◆ **Requirements**
Convert every line of the data below into a JSON list of strings, one string per line and no strings for blank lines.

◆ **Material provided**
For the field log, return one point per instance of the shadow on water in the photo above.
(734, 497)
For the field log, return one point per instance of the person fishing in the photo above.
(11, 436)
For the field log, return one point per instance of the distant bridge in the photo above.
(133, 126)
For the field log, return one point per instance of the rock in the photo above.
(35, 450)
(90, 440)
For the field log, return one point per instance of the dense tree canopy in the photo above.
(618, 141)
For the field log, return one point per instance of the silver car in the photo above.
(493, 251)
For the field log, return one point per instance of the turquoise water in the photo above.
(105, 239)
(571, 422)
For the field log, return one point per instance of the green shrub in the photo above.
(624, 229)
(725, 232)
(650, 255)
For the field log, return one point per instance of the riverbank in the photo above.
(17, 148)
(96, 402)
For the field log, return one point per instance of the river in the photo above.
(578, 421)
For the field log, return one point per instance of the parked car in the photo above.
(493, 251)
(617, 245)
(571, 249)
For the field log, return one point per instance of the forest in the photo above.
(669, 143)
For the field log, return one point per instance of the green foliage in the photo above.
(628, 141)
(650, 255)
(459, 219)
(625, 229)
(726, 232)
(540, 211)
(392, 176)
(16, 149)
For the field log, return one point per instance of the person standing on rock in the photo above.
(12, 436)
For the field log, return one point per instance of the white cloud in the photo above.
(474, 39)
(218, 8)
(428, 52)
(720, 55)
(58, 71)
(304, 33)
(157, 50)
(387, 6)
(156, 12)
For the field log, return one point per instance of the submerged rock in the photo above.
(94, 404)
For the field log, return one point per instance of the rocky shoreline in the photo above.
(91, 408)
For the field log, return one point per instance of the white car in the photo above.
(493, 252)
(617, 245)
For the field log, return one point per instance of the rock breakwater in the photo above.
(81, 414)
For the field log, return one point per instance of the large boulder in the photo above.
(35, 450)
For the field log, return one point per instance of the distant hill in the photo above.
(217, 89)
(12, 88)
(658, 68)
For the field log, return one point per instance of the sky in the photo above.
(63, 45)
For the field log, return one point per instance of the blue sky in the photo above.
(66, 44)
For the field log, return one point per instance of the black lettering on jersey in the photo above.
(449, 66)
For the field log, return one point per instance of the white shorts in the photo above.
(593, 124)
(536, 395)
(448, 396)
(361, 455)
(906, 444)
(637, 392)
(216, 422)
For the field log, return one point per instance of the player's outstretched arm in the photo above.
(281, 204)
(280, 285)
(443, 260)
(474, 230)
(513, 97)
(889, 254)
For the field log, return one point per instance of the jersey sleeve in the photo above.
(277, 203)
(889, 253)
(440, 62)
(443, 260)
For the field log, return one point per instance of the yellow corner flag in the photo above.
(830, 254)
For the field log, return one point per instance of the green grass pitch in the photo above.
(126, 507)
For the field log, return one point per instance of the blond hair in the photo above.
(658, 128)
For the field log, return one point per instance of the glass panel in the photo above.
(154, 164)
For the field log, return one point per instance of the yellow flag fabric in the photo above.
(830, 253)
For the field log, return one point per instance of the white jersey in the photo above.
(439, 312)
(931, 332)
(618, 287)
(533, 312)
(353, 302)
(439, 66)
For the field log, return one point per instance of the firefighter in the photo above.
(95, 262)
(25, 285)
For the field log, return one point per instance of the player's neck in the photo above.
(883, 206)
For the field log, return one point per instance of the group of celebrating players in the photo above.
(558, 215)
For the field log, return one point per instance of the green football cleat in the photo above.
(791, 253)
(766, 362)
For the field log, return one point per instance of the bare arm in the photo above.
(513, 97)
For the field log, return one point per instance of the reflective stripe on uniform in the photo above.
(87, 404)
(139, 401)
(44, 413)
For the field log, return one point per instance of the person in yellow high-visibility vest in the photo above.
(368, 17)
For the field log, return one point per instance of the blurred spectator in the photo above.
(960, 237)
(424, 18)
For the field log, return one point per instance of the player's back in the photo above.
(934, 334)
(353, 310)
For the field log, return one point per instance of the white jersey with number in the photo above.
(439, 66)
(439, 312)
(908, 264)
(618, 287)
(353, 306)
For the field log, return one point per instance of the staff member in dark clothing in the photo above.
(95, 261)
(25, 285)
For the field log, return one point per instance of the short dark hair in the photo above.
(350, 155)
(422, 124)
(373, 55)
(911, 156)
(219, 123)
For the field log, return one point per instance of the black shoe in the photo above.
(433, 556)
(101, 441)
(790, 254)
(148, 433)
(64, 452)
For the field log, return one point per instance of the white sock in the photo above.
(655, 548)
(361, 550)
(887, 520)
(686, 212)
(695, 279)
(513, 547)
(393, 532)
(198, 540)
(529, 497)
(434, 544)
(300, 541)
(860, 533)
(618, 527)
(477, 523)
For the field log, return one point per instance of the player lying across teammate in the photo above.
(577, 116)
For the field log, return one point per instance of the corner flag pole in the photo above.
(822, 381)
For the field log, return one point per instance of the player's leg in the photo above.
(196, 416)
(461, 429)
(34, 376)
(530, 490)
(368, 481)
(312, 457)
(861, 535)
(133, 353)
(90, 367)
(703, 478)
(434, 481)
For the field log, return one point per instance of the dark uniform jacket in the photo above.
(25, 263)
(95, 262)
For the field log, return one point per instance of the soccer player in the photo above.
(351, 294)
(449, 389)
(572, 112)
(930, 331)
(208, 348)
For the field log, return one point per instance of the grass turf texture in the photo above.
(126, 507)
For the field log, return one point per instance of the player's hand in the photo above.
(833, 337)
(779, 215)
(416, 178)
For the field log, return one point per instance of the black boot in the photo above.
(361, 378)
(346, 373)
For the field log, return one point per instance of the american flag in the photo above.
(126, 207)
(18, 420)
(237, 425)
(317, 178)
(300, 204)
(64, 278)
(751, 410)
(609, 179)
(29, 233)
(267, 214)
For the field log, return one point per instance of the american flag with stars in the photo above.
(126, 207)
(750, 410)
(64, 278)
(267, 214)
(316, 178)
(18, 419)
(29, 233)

◆ **The answer**
[
  "For the field log, return one point per instance of the shadow on water in the photo above.",
  "(734, 497)",
  "For the field log, return one point per instance of the person fishing in the photo above.",
  "(11, 436)",
  "For the field log, return one point per instance of the distant bridge in the photo above.",
  "(133, 126)",
  "For the field log, return one point per instance of the rock in the photo above.",
  "(35, 450)",
  "(90, 440)",
  "For the field log, return one point per instance of the dense tree canopy in the photo above.",
  "(618, 141)",
  "For the field log, return one point per instance of the silver car in the photo above.",
  "(493, 251)",
  "For the field log, return one point per instance of the turquoise water in the photo above.",
  "(105, 239)",
  "(571, 422)",
  "For the field log, return one point per instance of the green shrub in the photo above.",
  "(624, 229)",
  "(725, 232)",
  "(650, 255)",
  "For the field log, return one point per instance of the riverbank in the photo above.",
  "(17, 148)",
  "(96, 402)",
  "For the field log, return one point per instance of the river in the photo above.",
  "(578, 421)",
  "For the field log, return one point per instance of the parked car in the photo above.",
  "(493, 251)",
  "(617, 245)",
  "(571, 249)",
  "For the field log, return one point per instance of the forest in the photo above.",
  "(669, 143)",
  "For the field log, return one point per instance of the green foliage in the photo above.",
  "(628, 141)",
  "(650, 255)",
  "(459, 219)",
  "(625, 229)",
  "(726, 232)",
  "(540, 211)",
  "(392, 176)",
  "(16, 149)",
  "For the field log, return one point per instance of the person standing on rock in the photo above.",
  "(12, 436)",
  "For the field log, return one point per instance of the white cloud in the photo above.",
  "(474, 39)",
  "(218, 8)",
  "(428, 52)",
  "(720, 55)",
  "(58, 71)",
  "(304, 33)",
  "(157, 50)",
  "(387, 6)",
  "(156, 12)",
  "For the field log, return one point per instance of the submerged rock in the photo above.",
  "(94, 404)",
  "For the field log, return one point per instance of the rocky shoreline in the photo above.",
  "(91, 408)",
  "For the field log, return one point per instance of the white car in the photo above.",
  "(493, 252)",
  "(617, 245)",
  "For the field log, return one point per instance of the rock breakwater in the photo above.",
  "(81, 414)",
  "For the field log, return one point per instance of the large boulder in the photo above.",
  "(35, 450)",
  "For the field log, return one point per instance of the distant hill in the photo above.",
  "(217, 89)",
  "(12, 88)",
  "(658, 68)",
  "For the field log, return one point per instance of the sky in the photo above.",
  "(63, 45)",
  "For the field log, return one point per instance of the blue sky in the photo above.",
  "(66, 44)",
  "For the field log, return one point per instance of the black lettering on jersey in the photo above.",
  "(449, 66)",
  "For the field log, return one point per instance of the white shorts in the photo above.",
  "(593, 124)",
  "(536, 395)",
  "(448, 396)",
  "(361, 455)",
  "(906, 444)",
  "(637, 392)",
  "(216, 422)",
  "For the field log, return one point per instance of the player's outstretched arm in the photo above.",
  "(281, 204)",
  "(280, 285)",
  "(443, 260)",
  "(474, 230)",
  "(513, 97)",
  "(889, 254)",
  "For the field log, return one point per instance of the jersey sleeve in the photo above.",
  "(277, 203)",
  "(889, 253)",
  "(440, 62)",
  "(443, 260)",
  "For the field log, return one point per instance of the yellow corner flag in the photo above.",
  "(830, 254)",
  "For the field log, return one point per instance of the green grass pitch in the photo above.",
  "(126, 507)",
  "For the field log, return one point per instance of the blond hair in the photo above.",
  "(658, 128)",
  "For the field log, return one point per instance of the glass panel in the photo above.",
  "(154, 164)",
  "For the field log, return one point per instance of the yellow flag fabric in the photo above.",
  "(830, 253)",
  "For the field log, return one point per instance of the white jersey in the photo above.",
  "(439, 312)",
  "(931, 332)",
  "(618, 287)",
  "(533, 312)",
  "(353, 302)",
  "(439, 66)",
  "For the field log, return one point per instance of the firefighter in the photo above.",
  "(95, 262)",
  "(25, 285)",
  "For the field log, return one point per instance of the player's neck in the photo above.",
  "(883, 206)",
  "For the field log, return one point per instance of the group of celebrating players in the photo above.",
  "(558, 215)",
  "For the field log, return one point per instance of the green football cleat in the photo above.",
  "(791, 253)",
  "(766, 362)",
  "For the field log, return one point per instance of the bare arm in the photo above.",
  "(513, 97)",
  "For the field log, return one point per instance of the reflective stripe on uniform in the photo above.",
  "(87, 404)",
  "(139, 401)",
  "(44, 413)",
  "For the field log, return one point per instance of the person in yellow high-visibility vest in the photo above.",
  "(368, 17)",
  "For the field log, return one point per instance of the blurred spectator in the photo above.",
  "(960, 237)",
  "(424, 18)",
  "For the field log, return one point per instance of the player's back in the photo above.",
  "(934, 334)",
  "(353, 310)",
  "For the field log, return one point per instance of the white jersey with number in the photo above.",
  "(439, 66)",
  "(439, 312)",
  "(908, 264)",
  "(618, 287)",
  "(353, 306)",
  "For the field log, return one point per instance of the staff member in dark clothing in the photo above.",
  "(95, 261)",
  "(25, 285)",
  "For the field log, return one point per instance of the short dark hair in the photo above.",
  "(350, 155)",
  "(422, 124)",
  "(373, 55)",
  "(911, 156)",
  "(219, 123)",
  "For the field log, return one point per instance of the black shoe in the photo above.",
  "(433, 556)",
  "(101, 441)",
  "(790, 254)",
  "(148, 433)",
  "(64, 452)",
  "For the field log, return one point per instance of the white sock in the photo above.",
  "(655, 548)",
  "(361, 550)",
  "(887, 520)",
  "(686, 212)",
  "(695, 279)",
  "(513, 547)",
  "(393, 532)",
  "(198, 540)",
  "(529, 497)",
  "(434, 544)",
  "(300, 541)",
  "(860, 533)",
  "(618, 527)",
  "(477, 523)",
  "For the field log, return one point per instance of the player lying across teammate in the photo above.",
  "(577, 116)",
  "For the field log, return one point per instance of the corner flag pole in the photo above.",
  "(822, 381)",
  "For the field log, return one point per instance of the player's leg in the photo above.",
  "(196, 416)",
  "(461, 429)",
  "(34, 376)",
  "(530, 490)",
  "(368, 481)",
  "(312, 457)",
  "(861, 535)",
  "(133, 353)",
  "(90, 367)",
  "(703, 478)",
  "(434, 481)",
  "For the field log, return one point per instance of the dark uniform jacket in the photo above.",
  "(25, 263)",
  "(95, 262)",
  "For the field log, return one point per instance of the soccer player in the photo above.",
  "(351, 294)",
  "(449, 389)",
  "(572, 112)",
  "(930, 331)",
  "(208, 348)",
  "For the field log, return one point per instance of the grass turf texture in the photo above.",
  "(126, 507)",
  "For the field log, return one point per instance of the player's hand in the photo above.",
  "(833, 337)",
  "(779, 215)",
  "(416, 178)",
  "For the field log, return one point per instance of the black boot in the photo above.",
  "(361, 378)",
  "(346, 373)",
  "For the field log, return one point per instance of the american flag in the photo above.",
  "(126, 207)",
  "(18, 420)",
  "(237, 425)",
  "(317, 178)",
  "(300, 204)",
  "(64, 278)",
  "(751, 410)",
  "(609, 179)",
  "(29, 233)",
  "(267, 214)",
  "For the field log, return one point per instance of the american flag with stars in the photo above.",
  "(126, 207)",
  "(750, 410)",
  "(64, 278)",
  "(267, 214)",
  "(316, 178)",
  "(18, 419)",
  "(29, 233)"
]